TASK TO COMPLETE:
Write out the entries again exactly as they are given.

EXTRACTED DATA:
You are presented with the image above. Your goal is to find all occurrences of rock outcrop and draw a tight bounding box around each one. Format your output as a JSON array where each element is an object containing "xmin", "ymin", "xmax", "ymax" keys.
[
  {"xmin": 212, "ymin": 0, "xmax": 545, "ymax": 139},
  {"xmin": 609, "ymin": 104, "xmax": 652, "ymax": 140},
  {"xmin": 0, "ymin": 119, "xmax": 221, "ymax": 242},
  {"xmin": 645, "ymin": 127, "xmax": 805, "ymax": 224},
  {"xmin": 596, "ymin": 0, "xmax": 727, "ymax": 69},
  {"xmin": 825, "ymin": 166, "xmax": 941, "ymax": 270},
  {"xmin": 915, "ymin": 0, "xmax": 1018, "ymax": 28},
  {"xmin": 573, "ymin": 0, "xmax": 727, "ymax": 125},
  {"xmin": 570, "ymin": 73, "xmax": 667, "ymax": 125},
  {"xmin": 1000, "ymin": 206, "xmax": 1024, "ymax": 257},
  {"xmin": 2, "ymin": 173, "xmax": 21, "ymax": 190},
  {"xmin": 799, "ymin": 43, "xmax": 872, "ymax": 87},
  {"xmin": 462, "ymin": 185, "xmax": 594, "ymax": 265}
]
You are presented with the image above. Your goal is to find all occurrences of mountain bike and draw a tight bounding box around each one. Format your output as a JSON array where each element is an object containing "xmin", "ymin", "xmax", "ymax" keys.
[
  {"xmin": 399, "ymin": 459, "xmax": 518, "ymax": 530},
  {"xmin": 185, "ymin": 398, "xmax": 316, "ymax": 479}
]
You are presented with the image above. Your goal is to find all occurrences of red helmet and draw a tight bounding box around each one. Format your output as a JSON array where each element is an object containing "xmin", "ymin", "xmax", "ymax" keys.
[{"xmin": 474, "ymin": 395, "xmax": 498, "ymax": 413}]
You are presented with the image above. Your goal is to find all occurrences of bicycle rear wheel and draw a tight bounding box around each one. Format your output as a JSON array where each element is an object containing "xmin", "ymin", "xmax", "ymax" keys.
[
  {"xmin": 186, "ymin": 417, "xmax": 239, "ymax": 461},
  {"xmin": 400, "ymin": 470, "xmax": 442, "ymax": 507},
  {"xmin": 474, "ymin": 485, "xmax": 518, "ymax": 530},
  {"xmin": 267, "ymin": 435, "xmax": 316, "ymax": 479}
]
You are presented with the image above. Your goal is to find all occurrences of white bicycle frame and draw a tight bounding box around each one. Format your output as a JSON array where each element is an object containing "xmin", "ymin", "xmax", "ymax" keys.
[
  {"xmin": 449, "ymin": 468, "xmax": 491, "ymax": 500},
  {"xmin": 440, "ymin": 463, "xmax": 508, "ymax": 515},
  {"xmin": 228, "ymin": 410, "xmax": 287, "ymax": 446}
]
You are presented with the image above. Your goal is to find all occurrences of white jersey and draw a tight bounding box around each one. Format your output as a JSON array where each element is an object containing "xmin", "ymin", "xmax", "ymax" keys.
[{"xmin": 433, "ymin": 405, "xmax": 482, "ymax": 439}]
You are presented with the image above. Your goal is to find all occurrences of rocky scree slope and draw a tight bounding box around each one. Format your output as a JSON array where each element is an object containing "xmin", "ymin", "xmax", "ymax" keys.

TASK SOLUTION:
You are presented with the image above. Your goal is to find all occurrences of rock outcrop and draw a tight bounding box around each one. Format your output as a JSON array where each element is an object containing "xmin", "ymin", "xmax", "ymax" keys.
[
  {"xmin": 212, "ymin": 0, "xmax": 545, "ymax": 139},
  {"xmin": 609, "ymin": 104, "xmax": 652, "ymax": 140},
  {"xmin": 0, "ymin": 119, "xmax": 221, "ymax": 242},
  {"xmin": 645, "ymin": 127, "xmax": 805, "ymax": 224},
  {"xmin": 596, "ymin": 0, "xmax": 727, "ymax": 69},
  {"xmin": 825, "ymin": 166, "xmax": 941, "ymax": 270},
  {"xmin": 915, "ymin": 0, "xmax": 1018, "ymax": 28},
  {"xmin": 573, "ymin": 0, "xmax": 727, "ymax": 125},
  {"xmin": 570, "ymin": 73, "xmax": 667, "ymax": 125},
  {"xmin": 1000, "ymin": 206, "xmax": 1024, "ymax": 257},
  {"xmin": 2, "ymin": 173, "xmax": 21, "ymax": 190},
  {"xmin": 799, "ymin": 43, "xmax": 872, "ymax": 87},
  {"xmin": 462, "ymin": 185, "xmax": 594, "ymax": 265}
]
You are presented with the image above. Your goal is to find all occurrences of mountain bike and draw a tight bounding box around each one. Format your output as a JSON array where each element is an object containing "xmin", "ymin", "xmax", "ymax" keys.
[
  {"xmin": 399, "ymin": 459, "xmax": 518, "ymax": 530},
  {"xmin": 185, "ymin": 398, "xmax": 316, "ymax": 479}
]
You are presented with the image above. Your goal is to find all occurrences of red helmet and draw a tight bounding box around each one. Format your output as a JSON array where each element is an object containing "xmin", "ymin", "xmax", "ymax" keys.
[{"xmin": 474, "ymin": 395, "xmax": 498, "ymax": 413}]
You are presented with the image above. Your goal is to find all occurrences of bicycle rear wheel and draw a tight bounding box around each one. Format your output as a JSON array where each element is an object containing "xmin", "ymin", "xmax", "ymax" keys.
[
  {"xmin": 186, "ymin": 417, "xmax": 239, "ymax": 461},
  {"xmin": 400, "ymin": 470, "xmax": 442, "ymax": 507},
  {"xmin": 474, "ymin": 485, "xmax": 518, "ymax": 530},
  {"xmin": 267, "ymin": 435, "xmax": 316, "ymax": 479}
]
You are presented with the image above. Your goal is to find all occurrences of white bicycle frame and draw a tight bounding box around each one. Format your output as a JSON array where each element is an object containing "xmin", "ymin", "xmax", "ymax" keys.
[
  {"xmin": 449, "ymin": 468, "xmax": 491, "ymax": 500},
  {"xmin": 440, "ymin": 463, "xmax": 508, "ymax": 515},
  {"xmin": 228, "ymin": 410, "xmax": 287, "ymax": 446}
]
You are presented with the image above. Your goal is to find all occurrences of white jersey and draw a tight bounding box around each one. Format your output as a JSON array where each element is an object containing "xmin", "ymin", "xmax", "ymax" keys.
[{"xmin": 433, "ymin": 405, "xmax": 482, "ymax": 439}]
You are presented with the image above. Your goal is to find all occurrences of rocky scree slope and draw a tight bounding box around each one. Format your output as a JSON array where each element is an object containing "xmin", "ymin", "xmax", "ymax" keys.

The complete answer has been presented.